(Location identification entries)

— START —

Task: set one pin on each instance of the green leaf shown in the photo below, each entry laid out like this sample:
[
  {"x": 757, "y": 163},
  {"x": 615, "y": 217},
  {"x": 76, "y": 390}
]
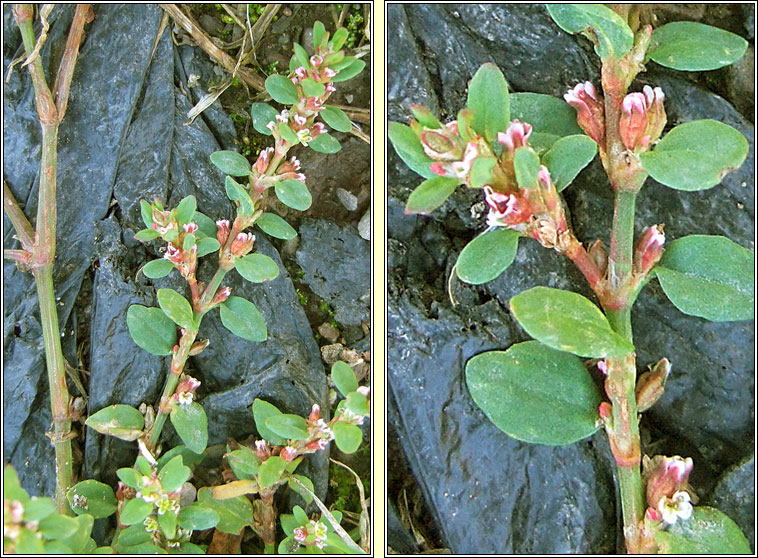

— END —

◆ THE PROBLEM
Please copy the rows above again, swapping "green leaf" for "yellow leaf" wherever it occurs and keeping everything else the same; leave the pictures out.

◆ EXERCISE ANSWER
Task: set one pin on each instance of the yellow leaf shown in the photo below, each entry laid out like this sample:
[
  {"x": 757, "y": 163},
  {"x": 615, "y": 217},
  {"x": 76, "y": 390}
]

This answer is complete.